§ **REQUIRED ACTIONS**
1 – Translate this sentence from the OSHA panel findings on diacetyl into Spanish: "The report noted OSHA was considering four different PELs."
2 – Quote the OSHA panel findings on diacetyl word for word, beginning at the words "4. OSHA evaluate" and stopping after "the manufacturing process.".

At the end of the report there were a series of panel findings and recognitions. The panel recommended:
1. OSHA carefully consider the cost benefits and possibility of risk associated with various regulatory approaches and ensure any rule is tailored to generate the least cost to employers consistent with OSHA’s requirement to protect worker safety. The panel recommended OSHA continue to gather exposure data on diacetyl and consider exclusion or limited requirements for employers with minimal exposures.
2. Iif the beer and wine industries are included in the proposed rule, OSHA should look more closely at whether they should be included to ensure an accurate count of potentially affected establishments and examine whether there is undercounting in terms of the number of facilities that would be included.
3. OSHA consider how to produce a preliminary economic analysis that best recognizes the values of timeliness and reflection of long-term business conditions. The panel also recommends OSHA remain up to date on special conditions affecting particular industries.
4. OSHA evaluate suggestions from the Grocery Manufacturers Association and a report from the Toxicology Excellence for Risk Assessment regarding the establishment of a personal exposure limit (“PEL”). The report noted OSHA was considering four different PELs. Questions were also raised as to the accuracy of measuring for PELs and its accuracy in the field.
5. OSHA ensure the language used in the proposed rule is clear and easy to understand, recognizing many of the potentially affected small businesses may have limited experience with OSHA health standards. It also stated OSHA has to consider how to deal with situations where employers may have both naturally occurring and added diacetyl present in the manufacturing process.

§ **INFORMATION PROVIDED**
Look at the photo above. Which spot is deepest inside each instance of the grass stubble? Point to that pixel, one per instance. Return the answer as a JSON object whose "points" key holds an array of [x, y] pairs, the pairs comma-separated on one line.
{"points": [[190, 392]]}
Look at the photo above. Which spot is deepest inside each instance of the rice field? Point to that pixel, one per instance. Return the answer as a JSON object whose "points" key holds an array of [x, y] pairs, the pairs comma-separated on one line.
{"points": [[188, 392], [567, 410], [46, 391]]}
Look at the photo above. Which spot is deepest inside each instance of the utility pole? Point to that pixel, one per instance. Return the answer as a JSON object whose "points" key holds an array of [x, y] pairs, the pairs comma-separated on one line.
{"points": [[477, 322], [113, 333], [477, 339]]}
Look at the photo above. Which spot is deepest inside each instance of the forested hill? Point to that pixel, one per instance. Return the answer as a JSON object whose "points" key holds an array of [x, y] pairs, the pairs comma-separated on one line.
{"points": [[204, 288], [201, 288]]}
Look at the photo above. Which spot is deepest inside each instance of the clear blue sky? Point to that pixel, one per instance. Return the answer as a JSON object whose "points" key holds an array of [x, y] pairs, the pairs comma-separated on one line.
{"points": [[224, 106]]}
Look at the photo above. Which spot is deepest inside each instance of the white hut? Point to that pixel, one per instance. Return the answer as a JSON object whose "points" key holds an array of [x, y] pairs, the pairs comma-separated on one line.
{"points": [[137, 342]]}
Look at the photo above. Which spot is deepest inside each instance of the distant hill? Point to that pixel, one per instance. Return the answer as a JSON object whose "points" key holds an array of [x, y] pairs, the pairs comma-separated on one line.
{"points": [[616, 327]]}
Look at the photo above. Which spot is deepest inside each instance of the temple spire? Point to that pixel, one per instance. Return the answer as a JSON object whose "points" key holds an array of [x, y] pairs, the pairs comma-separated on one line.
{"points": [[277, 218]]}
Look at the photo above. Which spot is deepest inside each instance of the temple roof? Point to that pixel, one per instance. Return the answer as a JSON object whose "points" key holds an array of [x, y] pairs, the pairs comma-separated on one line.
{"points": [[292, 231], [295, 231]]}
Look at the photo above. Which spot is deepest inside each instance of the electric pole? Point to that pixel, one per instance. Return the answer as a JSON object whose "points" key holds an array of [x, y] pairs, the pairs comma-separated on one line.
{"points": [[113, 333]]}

§ **EXPECTED RESPONSES**
1 – El informe señaló que OSHA estaba considerando cuatro PEL diferentes.

2 –
4. OSHA evaluate suggestions from the Grocery Manufacturers Association and a report from the Toxicology Excellence for Risk Assessment regarding the establishment of a personal exposure limit (“PEL”). The report noted OSHA was considering four different PELs. Questions were also raised as to the accuracy of measuring for PELs and its accuracy in the field.
5. OSHA ensure the language used in the proposed rule is clear and easy to understand, recognizing many of the potentially affected small businesses may have limited experience with OSHA health standards. It also stated OSHA has to consider how to deal with situations where employers may have both naturally occurring and added diacetyl present in the manufacturing process.